[Rows from a pointing dataset]

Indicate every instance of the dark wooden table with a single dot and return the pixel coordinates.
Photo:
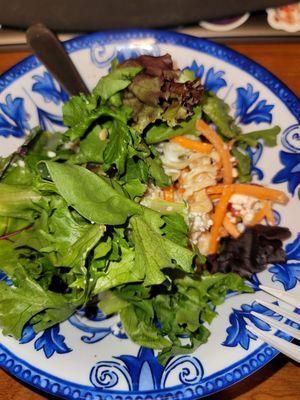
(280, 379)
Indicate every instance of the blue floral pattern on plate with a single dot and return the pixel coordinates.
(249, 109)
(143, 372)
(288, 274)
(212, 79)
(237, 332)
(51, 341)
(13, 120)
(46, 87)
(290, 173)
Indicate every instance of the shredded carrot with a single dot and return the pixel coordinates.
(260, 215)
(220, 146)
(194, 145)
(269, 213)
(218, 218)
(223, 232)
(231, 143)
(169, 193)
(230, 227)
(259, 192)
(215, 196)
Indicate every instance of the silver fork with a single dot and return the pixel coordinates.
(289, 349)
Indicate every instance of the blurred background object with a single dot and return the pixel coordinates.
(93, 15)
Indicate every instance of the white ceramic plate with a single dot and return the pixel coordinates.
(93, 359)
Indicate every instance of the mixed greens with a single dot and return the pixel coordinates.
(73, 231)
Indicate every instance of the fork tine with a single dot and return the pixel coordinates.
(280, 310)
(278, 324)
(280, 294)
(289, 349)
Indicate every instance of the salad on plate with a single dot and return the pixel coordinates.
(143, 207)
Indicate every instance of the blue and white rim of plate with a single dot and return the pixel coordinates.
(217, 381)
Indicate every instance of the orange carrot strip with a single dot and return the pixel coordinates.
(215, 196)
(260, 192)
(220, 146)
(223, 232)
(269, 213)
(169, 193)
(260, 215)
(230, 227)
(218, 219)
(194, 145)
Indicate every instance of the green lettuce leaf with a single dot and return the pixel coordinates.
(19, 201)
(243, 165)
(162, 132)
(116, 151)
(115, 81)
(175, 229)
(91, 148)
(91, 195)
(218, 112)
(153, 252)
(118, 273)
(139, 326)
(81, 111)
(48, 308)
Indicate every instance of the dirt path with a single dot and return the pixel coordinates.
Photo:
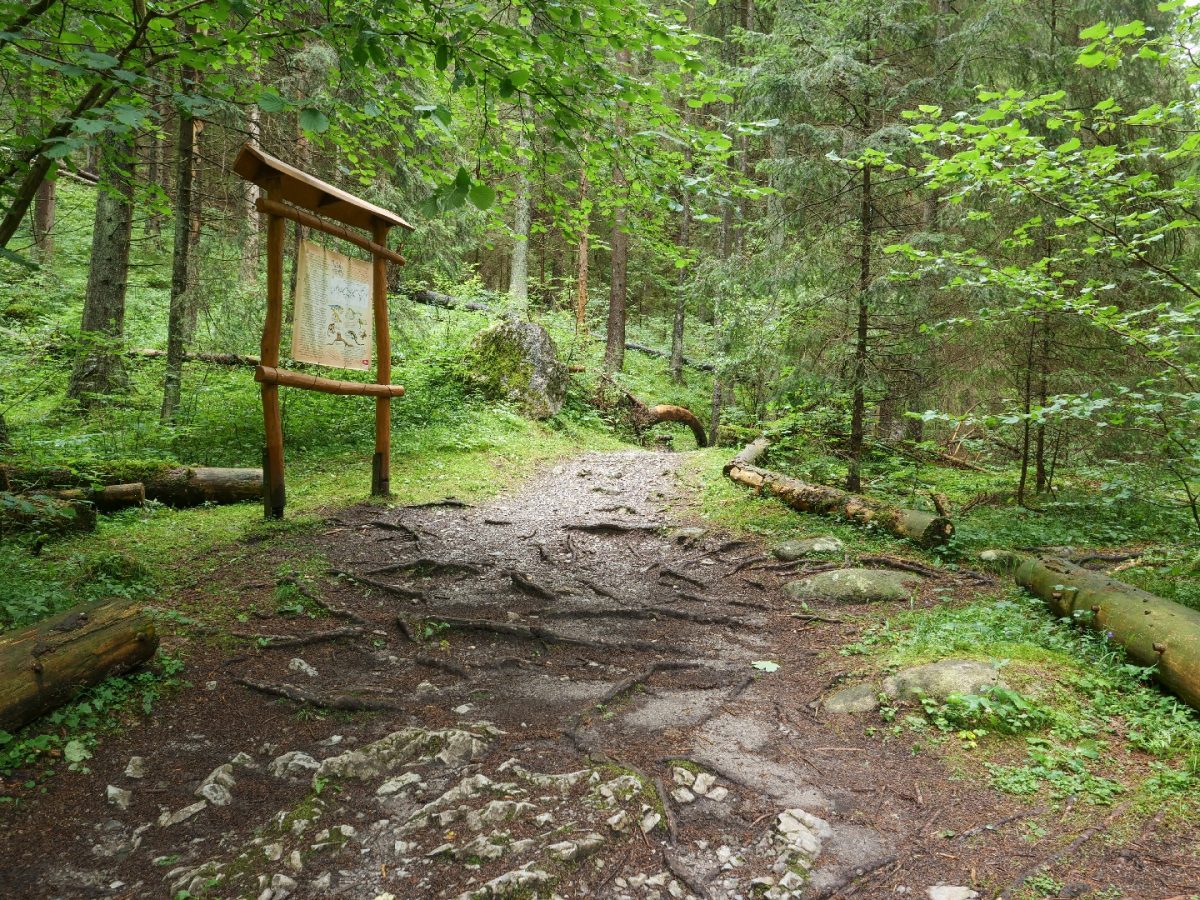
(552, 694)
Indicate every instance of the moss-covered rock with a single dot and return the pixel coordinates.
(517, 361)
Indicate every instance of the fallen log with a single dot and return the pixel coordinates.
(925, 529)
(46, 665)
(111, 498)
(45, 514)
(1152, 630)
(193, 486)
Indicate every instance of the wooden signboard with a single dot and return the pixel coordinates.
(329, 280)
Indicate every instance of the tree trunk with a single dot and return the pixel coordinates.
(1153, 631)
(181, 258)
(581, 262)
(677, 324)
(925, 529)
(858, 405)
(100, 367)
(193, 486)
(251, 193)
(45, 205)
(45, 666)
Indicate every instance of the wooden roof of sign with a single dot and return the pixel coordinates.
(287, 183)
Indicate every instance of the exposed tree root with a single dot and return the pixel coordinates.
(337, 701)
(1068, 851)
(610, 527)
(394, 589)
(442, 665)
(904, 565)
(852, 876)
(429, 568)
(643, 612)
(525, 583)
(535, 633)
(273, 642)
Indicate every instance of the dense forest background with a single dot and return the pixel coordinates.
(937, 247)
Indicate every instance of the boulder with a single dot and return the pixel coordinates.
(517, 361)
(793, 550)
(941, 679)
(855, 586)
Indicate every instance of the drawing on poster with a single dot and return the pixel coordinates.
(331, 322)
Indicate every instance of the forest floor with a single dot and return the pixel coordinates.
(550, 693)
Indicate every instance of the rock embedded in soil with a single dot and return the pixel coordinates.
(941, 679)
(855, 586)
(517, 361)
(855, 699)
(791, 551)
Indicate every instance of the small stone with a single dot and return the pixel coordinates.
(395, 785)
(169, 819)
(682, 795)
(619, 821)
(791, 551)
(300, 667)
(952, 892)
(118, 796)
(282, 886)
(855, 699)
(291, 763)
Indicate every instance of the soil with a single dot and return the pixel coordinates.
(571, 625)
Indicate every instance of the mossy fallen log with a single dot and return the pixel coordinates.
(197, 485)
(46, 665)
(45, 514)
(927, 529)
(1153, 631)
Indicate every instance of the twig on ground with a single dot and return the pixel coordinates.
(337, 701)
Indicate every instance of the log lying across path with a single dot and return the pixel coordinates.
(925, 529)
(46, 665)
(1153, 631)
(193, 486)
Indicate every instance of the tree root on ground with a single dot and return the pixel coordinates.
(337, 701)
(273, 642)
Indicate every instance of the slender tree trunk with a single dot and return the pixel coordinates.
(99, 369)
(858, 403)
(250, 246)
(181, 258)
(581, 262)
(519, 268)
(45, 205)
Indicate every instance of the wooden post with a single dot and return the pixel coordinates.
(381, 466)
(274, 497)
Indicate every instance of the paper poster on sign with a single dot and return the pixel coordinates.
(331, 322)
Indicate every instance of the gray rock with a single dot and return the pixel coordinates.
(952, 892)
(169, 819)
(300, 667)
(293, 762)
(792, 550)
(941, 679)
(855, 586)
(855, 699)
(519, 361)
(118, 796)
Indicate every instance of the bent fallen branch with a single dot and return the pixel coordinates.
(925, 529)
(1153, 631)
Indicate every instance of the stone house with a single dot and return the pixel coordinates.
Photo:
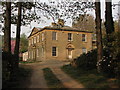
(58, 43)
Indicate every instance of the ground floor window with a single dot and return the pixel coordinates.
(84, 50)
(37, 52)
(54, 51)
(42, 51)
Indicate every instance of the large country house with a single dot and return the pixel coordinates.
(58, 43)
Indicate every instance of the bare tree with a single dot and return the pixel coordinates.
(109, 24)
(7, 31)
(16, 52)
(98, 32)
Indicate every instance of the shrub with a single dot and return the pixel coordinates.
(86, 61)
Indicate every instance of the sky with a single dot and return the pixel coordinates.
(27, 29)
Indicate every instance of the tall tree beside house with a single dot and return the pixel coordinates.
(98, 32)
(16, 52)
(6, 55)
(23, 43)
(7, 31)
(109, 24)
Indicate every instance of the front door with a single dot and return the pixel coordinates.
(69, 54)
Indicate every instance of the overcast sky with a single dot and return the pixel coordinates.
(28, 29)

§ EXERCISE DESCRIPTION
Excluding the pictures, reproduce every entry exactly as given.

§ COMPLETE OUTPUT
Indicate every instance of the dark wooden table with a single dot and return the pixel coordinates.
Photo:
(280, 379)
Indicate every instance of the blue floral pattern on plate with a single dot and return the pixel coordinates.
(249, 109)
(143, 372)
(288, 274)
(212, 79)
(237, 332)
(51, 341)
(13, 120)
(46, 87)
(290, 173)
Indicate every instance of the shredded carrot with a single dot and return the pixel coordinates.
(260, 215)
(220, 146)
(194, 145)
(269, 213)
(218, 218)
(223, 232)
(231, 143)
(169, 193)
(230, 227)
(259, 192)
(215, 196)
Indicate every instance of the silver fork with a single dot and return the pixel coordinates.
(289, 349)
Indicate every instance of the blurred background object with a single dot and return the pixel coordinates.
(93, 15)
Indicate every instance of the white ceramic plate with a single dot and return the pixel coordinates.
(93, 359)
Indicate every instance of the mixed greens with a single dot and return the pixel coordinates.
(73, 231)
Indicate every instance of the fork tine with a single dot and return the pixel coordinates.
(280, 310)
(278, 324)
(280, 294)
(289, 349)
Indicate every instance of the salad on plate with a single dot and return the pixel coordinates.
(143, 207)
Indicate every instance of the blue and white rim of plate with a single dot and return the pixel coordinates.
(217, 381)
Indicate every instance of the orange carrot strip with a single dot and return the pixel coordinates.
(215, 196)
(260, 192)
(220, 146)
(223, 232)
(269, 213)
(169, 193)
(260, 215)
(230, 227)
(218, 219)
(194, 145)
Indicate every instance of the green lettuce leaf with a single dot and return the pixel coordinates.
(19, 201)
(243, 165)
(162, 132)
(116, 151)
(115, 81)
(175, 229)
(91, 148)
(91, 195)
(218, 112)
(153, 252)
(118, 273)
(139, 326)
(81, 111)
(48, 308)
Indicate every instance of the dirt path with a single dot and return the pixel coordinates.
Photo:
(552, 694)
Indicate every instance of the moss-covered rock with a single dot and return the pixel coordinates.
(517, 361)
Indicate every instance of the fallen log with a single dot and return the pixel coordinates.
(925, 529)
(46, 665)
(111, 498)
(45, 514)
(1152, 630)
(193, 486)
Indicate every instance of the wooden signboard with a single dot and return the pixel coordinates.
(329, 280)
Indicate every instance of the tree trunk with a single dot and return the pixel coordinates.
(1153, 631)
(181, 258)
(581, 262)
(677, 324)
(925, 529)
(858, 405)
(100, 367)
(193, 486)
(251, 193)
(45, 205)
(45, 666)
Indicate every instance of the wooden roof of sign with a single dot and return the pixel coordinates.
(287, 183)
Indicate every instance of the exposed tree root with a single dot and return the pixel coordinates.
(337, 701)
(1068, 851)
(610, 527)
(394, 589)
(442, 665)
(904, 565)
(852, 876)
(429, 568)
(643, 612)
(525, 583)
(535, 633)
(273, 642)
Indicate every instance of the dense forest background with a single dot and return the pixel coordinates.
(937, 247)
Indicate every instance of the boulder with a single dot and return the pixel coordinates.
(517, 361)
(793, 550)
(941, 679)
(855, 586)
Indicate every instance of the drawing on poster with a single dot and return the pixel coordinates.
(331, 322)
Indicate every instance of the forest floor with a single dot and return the pixel coordinates.
(550, 693)
Indicate every instance of the rock embedded in soil with a single dot and return the pixel coordinates.
(941, 679)
(855, 586)
(517, 361)
(855, 699)
(791, 551)
Indicate every instance of the small stone with a single dot and return the pixel coordinates.
(395, 785)
(169, 819)
(682, 795)
(619, 821)
(791, 551)
(300, 667)
(952, 892)
(118, 796)
(282, 886)
(855, 699)
(291, 763)
Indicate every instance of the soil with a single dot and return the pixel coordinates.
(571, 625)
Indicate every instance of the mossy fallen log with a single dot and return the pixel coordinates.
(197, 485)
(46, 665)
(45, 514)
(927, 529)
(1153, 631)
Indicate every instance of the twig on ground with a single dot and return the pixel coordinates.
(337, 701)
Indicate every instance of the log lying across path with a single dot and return the pixel coordinates.
(925, 529)
(46, 665)
(1153, 631)
(193, 486)
Indicate every instance of the tree root on ground with a single dot and return the pixel coordinates.
(337, 701)
(273, 642)
Indicate every instance of the slender tree trunk with a single dot and return the pixel coordinates.
(99, 369)
(858, 403)
(250, 246)
(181, 258)
(581, 262)
(519, 268)
(45, 205)
Indicate every instance of the wooden post with a single dot and return the pixel coordinates.
(381, 466)
(274, 497)
Indicate every instance of the paper poster on sign with a single dot and return the pixel coordinates.
(331, 322)
Indicate every instance of the gray rock with a single dot and return the pixel coordinates.
(952, 892)
(169, 819)
(300, 667)
(293, 762)
(792, 550)
(941, 679)
(855, 586)
(855, 699)
(519, 361)
(118, 796)
Indicate every instance of the bent fallen branch with a single dot and return the pixel coordinates.
(925, 529)
(1153, 631)
Indicate every instance of the stone house with a single dot and return the pixel coordinates.
Photo:
(58, 43)
Indicate every instance of the ground floor window with a single dot and return the pixel coordinates.
(84, 50)
(37, 52)
(54, 51)
(42, 51)
Indicate every instance of the large country house with a single dot and return the pixel coordinates.
(58, 43)
Indicate every instance of the bare tree with a single dot and return the pixel coordinates.
(109, 24)
(7, 31)
(16, 52)
(98, 32)
Indicate every instance of the shrub with a single dot and return the pixel coordinates.
(86, 61)
Indicate every instance of the sky with a single dot and return the pixel coordinates.
(27, 29)
Indicate every instance of the tall tree beside house with a single dot and return the pixel coordinates.
(98, 32)
(16, 52)
(6, 55)
(23, 43)
(7, 31)
(109, 24)
Indicate every instance of the front door with a single dot and return the pixel coordinates.
(69, 54)
Indicate every instance of the overcast sky with a single dot and return the pixel coordinates.
(28, 29)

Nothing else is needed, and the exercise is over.